● SUPPLIED PASSAGE
[start]
Guest Commentary

Can Wichita’s public transportation system be saved?

Editor’s note: This is the first column in a four-part opinion series on Wichita’s transit system.

The crisis facing public transportation in Wichita has been in the news recently, following an impassioned appeal from a frustrated resident at a City Council meeting in June. Wichita’s transit problems are not new, and they are known to city leaders and residents. But the challenges facing our city’s bus system — and the difficulties involved in identifying a reliable source of funding to resolve those challenges — are perhaps inadequately appreciated.

When it comes to using public transit, Wichita lags well behind nearly all similarly sized cities nationwide. According to federal ridership data, Wichita Transit provided about 1.3 million rides in 2017; in the ten regions closest in size to Wichita, buses provided, on average, two to four times as many rides that year.

This is not simply part of a larger regional problem. Even among cities in the Plains, Wichita stands out. This past June, the most recent month with available data, Wichita Transit provided about 93,000 bus rides. By comparison, there were two to three times as many rides provided that month in Des Moines, Omaha, Oklahoma City and Tulsa. Even Topeka, whose system serves a population less than one-third the size of Wichita’s service area, provided more bus rides in June, as it has done most months in recent years.

In other words, compared to cities of similar population and cities within the same geographic region, public transportation in Wichita is underused. Why is that?
[end]
● LISTING
[start]
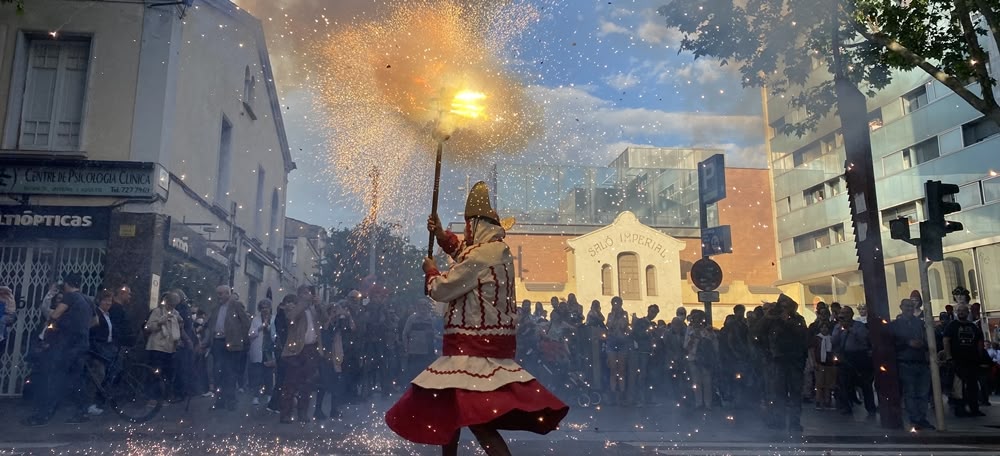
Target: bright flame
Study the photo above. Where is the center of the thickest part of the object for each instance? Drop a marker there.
(467, 104)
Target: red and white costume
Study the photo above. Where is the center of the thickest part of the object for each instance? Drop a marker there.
(476, 381)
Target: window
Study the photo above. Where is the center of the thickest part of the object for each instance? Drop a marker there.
(55, 88)
(259, 207)
(914, 100)
(978, 130)
(892, 163)
(650, 280)
(276, 216)
(875, 119)
(784, 205)
(920, 153)
(607, 288)
(991, 190)
(628, 276)
(836, 186)
(776, 127)
(812, 241)
(225, 162)
(911, 156)
(828, 143)
(908, 210)
(807, 154)
(249, 81)
(837, 231)
(969, 196)
(815, 194)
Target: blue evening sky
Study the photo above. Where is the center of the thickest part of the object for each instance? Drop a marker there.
(608, 74)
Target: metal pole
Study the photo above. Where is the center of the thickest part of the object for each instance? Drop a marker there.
(925, 291)
(437, 190)
(703, 215)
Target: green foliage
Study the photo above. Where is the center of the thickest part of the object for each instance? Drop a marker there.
(779, 44)
(397, 262)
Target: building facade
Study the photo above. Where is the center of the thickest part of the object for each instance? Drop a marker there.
(305, 245)
(632, 230)
(143, 145)
(920, 131)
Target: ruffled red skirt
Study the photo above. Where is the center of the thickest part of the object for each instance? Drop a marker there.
(432, 416)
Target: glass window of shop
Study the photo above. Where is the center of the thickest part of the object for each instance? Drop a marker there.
(957, 269)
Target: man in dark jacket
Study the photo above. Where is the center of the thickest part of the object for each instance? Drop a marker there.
(911, 357)
(68, 341)
(963, 346)
(786, 335)
(854, 351)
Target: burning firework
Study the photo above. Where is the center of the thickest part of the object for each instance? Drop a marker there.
(389, 84)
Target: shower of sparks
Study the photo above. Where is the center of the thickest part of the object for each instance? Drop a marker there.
(388, 88)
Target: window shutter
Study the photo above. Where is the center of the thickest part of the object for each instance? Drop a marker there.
(69, 115)
(40, 95)
(52, 111)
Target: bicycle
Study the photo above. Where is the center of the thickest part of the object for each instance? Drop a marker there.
(135, 391)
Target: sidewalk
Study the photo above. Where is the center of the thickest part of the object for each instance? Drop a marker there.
(597, 424)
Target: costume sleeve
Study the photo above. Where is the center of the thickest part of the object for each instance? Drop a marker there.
(459, 280)
(451, 245)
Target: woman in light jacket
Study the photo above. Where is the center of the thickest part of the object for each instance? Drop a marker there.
(163, 332)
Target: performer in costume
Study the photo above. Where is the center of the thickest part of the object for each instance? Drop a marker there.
(476, 383)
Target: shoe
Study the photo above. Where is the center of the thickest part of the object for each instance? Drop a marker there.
(34, 421)
(77, 419)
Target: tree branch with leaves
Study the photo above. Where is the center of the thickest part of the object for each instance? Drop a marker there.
(779, 44)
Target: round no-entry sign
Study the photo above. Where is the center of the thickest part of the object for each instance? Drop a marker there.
(706, 274)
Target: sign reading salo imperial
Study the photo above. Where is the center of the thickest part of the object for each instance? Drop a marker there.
(62, 222)
(90, 178)
(627, 239)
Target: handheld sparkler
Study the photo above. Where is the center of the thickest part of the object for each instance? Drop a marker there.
(465, 105)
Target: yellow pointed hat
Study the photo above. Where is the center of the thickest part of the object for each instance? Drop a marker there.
(478, 204)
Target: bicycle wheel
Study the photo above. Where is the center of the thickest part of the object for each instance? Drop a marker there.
(137, 394)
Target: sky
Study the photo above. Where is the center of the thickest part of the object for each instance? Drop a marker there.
(605, 74)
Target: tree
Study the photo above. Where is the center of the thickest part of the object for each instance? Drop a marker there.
(397, 262)
(19, 4)
(777, 44)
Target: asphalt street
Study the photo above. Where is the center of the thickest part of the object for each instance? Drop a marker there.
(194, 429)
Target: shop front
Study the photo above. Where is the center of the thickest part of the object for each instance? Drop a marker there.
(192, 262)
(38, 246)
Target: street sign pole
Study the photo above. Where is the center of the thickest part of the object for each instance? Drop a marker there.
(925, 292)
(711, 189)
(703, 212)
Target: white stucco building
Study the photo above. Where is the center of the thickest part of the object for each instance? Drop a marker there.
(161, 126)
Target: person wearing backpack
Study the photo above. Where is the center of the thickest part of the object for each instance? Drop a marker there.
(702, 348)
(786, 339)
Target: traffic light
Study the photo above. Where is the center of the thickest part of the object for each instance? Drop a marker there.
(899, 229)
(940, 202)
(930, 244)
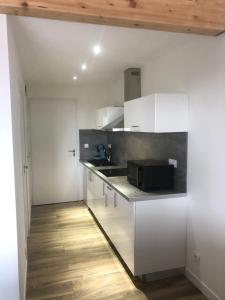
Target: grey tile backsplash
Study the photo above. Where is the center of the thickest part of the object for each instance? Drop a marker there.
(136, 145)
(93, 138)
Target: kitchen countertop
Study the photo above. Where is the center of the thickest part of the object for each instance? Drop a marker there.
(128, 191)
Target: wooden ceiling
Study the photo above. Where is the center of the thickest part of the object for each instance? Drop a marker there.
(193, 16)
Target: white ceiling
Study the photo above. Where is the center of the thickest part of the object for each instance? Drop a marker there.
(52, 52)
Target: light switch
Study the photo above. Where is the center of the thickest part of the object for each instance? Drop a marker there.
(173, 162)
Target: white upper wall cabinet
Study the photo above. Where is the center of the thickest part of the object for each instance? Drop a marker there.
(157, 113)
(107, 115)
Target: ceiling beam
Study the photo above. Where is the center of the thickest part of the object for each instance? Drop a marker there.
(193, 16)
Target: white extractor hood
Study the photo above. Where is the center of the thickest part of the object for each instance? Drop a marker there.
(109, 117)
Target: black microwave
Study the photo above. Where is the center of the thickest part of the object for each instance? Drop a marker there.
(150, 175)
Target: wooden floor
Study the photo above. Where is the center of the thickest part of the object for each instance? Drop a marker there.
(69, 258)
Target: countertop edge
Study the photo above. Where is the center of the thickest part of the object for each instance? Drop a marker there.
(131, 199)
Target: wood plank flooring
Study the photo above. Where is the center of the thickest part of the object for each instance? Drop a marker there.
(70, 259)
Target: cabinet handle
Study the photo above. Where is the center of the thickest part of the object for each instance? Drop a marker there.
(90, 176)
(106, 201)
(115, 200)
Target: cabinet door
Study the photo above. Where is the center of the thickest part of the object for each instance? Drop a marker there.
(90, 189)
(123, 229)
(99, 199)
(107, 217)
(139, 114)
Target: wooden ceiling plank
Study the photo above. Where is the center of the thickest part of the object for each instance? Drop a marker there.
(194, 16)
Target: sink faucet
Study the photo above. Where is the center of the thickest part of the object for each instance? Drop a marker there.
(108, 155)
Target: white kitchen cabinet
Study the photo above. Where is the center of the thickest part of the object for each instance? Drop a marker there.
(106, 115)
(95, 194)
(157, 113)
(149, 235)
(90, 181)
(123, 220)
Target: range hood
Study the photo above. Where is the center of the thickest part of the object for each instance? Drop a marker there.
(112, 118)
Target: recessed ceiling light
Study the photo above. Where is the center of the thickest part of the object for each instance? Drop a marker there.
(84, 67)
(97, 49)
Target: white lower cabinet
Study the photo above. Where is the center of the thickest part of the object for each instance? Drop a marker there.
(149, 235)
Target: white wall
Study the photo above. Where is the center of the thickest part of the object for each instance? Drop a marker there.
(17, 97)
(9, 282)
(88, 100)
(88, 97)
(198, 68)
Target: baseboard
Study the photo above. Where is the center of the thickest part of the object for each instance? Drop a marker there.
(201, 285)
(162, 274)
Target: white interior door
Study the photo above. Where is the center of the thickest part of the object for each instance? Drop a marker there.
(54, 134)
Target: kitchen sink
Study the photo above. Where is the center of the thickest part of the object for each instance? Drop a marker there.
(114, 172)
(101, 162)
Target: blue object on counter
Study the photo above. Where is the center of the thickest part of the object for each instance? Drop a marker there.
(102, 152)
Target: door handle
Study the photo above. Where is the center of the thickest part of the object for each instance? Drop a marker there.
(25, 167)
(73, 151)
(115, 200)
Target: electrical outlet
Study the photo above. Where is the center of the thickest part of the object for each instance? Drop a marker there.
(173, 162)
(196, 256)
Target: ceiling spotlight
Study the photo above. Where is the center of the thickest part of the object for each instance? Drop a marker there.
(84, 67)
(97, 49)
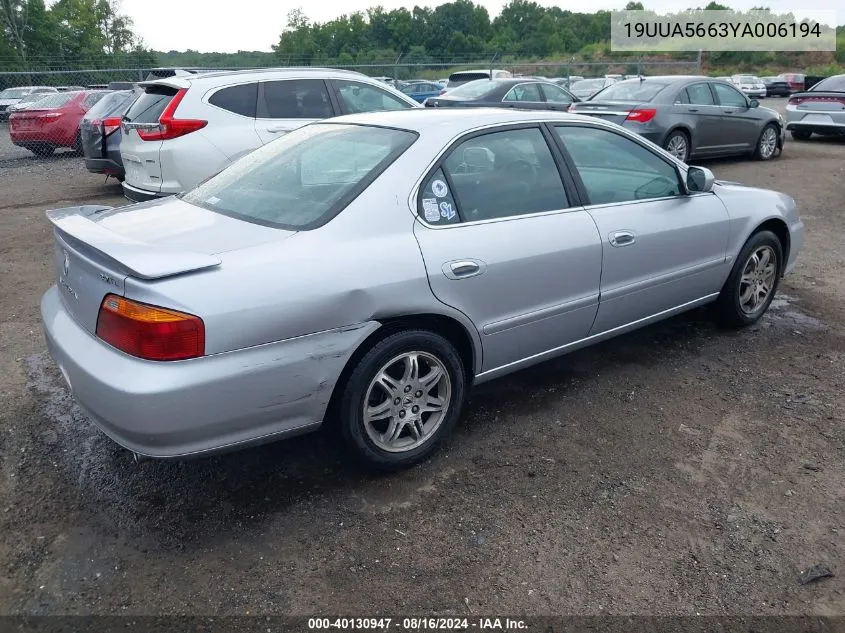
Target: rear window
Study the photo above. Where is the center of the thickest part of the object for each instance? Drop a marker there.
(474, 89)
(150, 105)
(832, 84)
(303, 179)
(456, 79)
(240, 99)
(112, 104)
(633, 90)
(56, 100)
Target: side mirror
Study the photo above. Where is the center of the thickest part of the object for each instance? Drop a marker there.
(699, 180)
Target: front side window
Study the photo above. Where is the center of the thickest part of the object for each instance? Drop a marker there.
(295, 99)
(303, 179)
(524, 92)
(729, 96)
(359, 97)
(615, 169)
(492, 176)
(699, 94)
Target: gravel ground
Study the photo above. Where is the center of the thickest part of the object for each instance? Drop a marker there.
(677, 470)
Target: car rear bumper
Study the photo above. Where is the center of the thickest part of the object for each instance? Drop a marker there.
(210, 404)
(104, 166)
(135, 194)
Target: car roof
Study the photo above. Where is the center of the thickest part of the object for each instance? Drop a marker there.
(452, 121)
(184, 81)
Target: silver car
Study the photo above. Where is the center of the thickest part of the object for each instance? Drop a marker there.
(691, 117)
(368, 270)
(819, 110)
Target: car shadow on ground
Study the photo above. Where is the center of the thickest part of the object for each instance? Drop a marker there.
(172, 499)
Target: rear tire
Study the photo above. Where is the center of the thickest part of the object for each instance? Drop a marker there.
(410, 412)
(678, 144)
(753, 281)
(767, 144)
(42, 151)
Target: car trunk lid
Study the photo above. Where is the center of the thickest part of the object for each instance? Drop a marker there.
(96, 248)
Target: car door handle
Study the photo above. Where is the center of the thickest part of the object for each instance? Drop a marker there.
(622, 238)
(464, 268)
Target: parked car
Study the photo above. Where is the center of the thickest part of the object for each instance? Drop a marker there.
(183, 129)
(218, 319)
(819, 110)
(11, 96)
(586, 88)
(506, 93)
(419, 91)
(465, 76)
(690, 117)
(53, 123)
(100, 133)
(795, 81)
(28, 101)
(776, 87)
(749, 85)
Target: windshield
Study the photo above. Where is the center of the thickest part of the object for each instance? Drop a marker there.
(634, 90)
(303, 179)
(14, 93)
(113, 103)
(832, 84)
(473, 89)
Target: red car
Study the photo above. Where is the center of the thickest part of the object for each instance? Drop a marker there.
(52, 122)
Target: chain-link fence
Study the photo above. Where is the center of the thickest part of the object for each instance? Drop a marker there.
(41, 111)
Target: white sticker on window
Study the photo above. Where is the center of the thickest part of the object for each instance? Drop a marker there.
(447, 211)
(439, 189)
(430, 210)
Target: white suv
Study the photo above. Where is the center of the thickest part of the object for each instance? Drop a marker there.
(182, 130)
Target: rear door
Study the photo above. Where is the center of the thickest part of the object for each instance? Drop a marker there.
(737, 118)
(141, 159)
(285, 105)
(704, 117)
(505, 244)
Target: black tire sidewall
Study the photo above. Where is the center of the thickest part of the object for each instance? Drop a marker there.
(731, 311)
(351, 405)
(673, 134)
(757, 151)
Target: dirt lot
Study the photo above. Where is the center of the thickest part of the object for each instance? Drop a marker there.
(678, 470)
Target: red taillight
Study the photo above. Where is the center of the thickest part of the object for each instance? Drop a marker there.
(641, 115)
(150, 332)
(169, 127)
(110, 125)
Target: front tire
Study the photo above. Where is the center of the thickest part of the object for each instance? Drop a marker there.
(753, 281)
(678, 144)
(767, 144)
(402, 399)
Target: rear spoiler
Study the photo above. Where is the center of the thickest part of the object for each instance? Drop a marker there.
(131, 257)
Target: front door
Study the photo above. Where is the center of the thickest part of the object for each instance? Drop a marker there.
(662, 248)
(502, 244)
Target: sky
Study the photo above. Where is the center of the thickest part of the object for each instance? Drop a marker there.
(255, 25)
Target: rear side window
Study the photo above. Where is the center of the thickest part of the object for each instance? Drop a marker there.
(150, 105)
(237, 99)
(358, 97)
(295, 99)
(699, 94)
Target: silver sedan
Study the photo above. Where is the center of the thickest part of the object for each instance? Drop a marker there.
(366, 271)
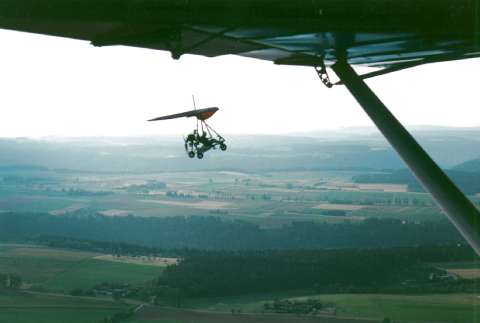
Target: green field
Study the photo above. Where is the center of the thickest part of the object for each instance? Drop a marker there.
(25, 308)
(64, 270)
(458, 308)
(88, 273)
(262, 198)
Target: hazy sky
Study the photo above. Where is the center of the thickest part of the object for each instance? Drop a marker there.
(54, 86)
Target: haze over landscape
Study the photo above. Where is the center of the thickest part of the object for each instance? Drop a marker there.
(308, 216)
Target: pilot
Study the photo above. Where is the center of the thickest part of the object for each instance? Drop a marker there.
(192, 138)
(205, 141)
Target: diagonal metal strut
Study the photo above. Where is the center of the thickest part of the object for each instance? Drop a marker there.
(458, 208)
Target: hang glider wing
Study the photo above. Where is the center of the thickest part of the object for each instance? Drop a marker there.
(388, 34)
(201, 114)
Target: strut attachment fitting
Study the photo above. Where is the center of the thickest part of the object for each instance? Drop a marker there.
(322, 74)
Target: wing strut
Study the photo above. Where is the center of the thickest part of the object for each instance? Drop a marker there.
(458, 208)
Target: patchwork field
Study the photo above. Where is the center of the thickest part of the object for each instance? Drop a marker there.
(64, 270)
(452, 308)
(26, 308)
(300, 195)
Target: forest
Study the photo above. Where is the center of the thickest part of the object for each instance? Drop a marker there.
(207, 274)
(215, 233)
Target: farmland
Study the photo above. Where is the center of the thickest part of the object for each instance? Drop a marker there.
(28, 308)
(126, 223)
(65, 270)
(321, 196)
(456, 308)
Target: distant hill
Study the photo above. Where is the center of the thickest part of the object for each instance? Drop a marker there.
(471, 166)
(468, 182)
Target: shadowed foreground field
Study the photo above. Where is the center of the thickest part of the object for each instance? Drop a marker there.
(25, 308)
(169, 315)
(451, 308)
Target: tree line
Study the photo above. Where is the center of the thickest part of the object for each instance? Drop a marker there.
(215, 233)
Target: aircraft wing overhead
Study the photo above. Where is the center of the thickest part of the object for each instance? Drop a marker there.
(390, 34)
(201, 114)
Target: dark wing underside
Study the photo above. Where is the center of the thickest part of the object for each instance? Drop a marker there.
(201, 114)
(389, 34)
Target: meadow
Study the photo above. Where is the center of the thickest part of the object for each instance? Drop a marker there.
(27, 308)
(64, 270)
(457, 308)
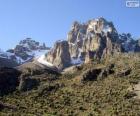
[end]
● WORK INSTRUCTIONS
(1) Please repeat the Wichita transit column from "This is not" to "in recent years.", substituting "Kansas City" for "Des Moines".
(2) Condense the paragraph of the Wichita transit column that opens "When it comes to using public transit", keeping its main facts.
The records aren't needed for any of this.

● ANSWERS TO THE TASKS
(1)
This is not simply part of a larger regional problem. Even among cities in the Plains, Wichita stands out. This past June, the most recent month with available data, Wichita Transit provided about 93,000 bus rides. By comparison, there were two to three times as many rides provided that month in Kansas City, Omaha, Oklahoma City and Tulsa. Even Topeka, whose system serves a population less than one-third the size of Wichita’s service area, provided more bus rides in June, as it has done most months in recent years.

(2) Wichita uses public transit far less than nearly all similarly sized cities in the country. Federal ridership data show that Wichita Transit provided about 1.3 million rides in 2017. In the ten regions closest in size, buses averaged two to four times as many rides that year.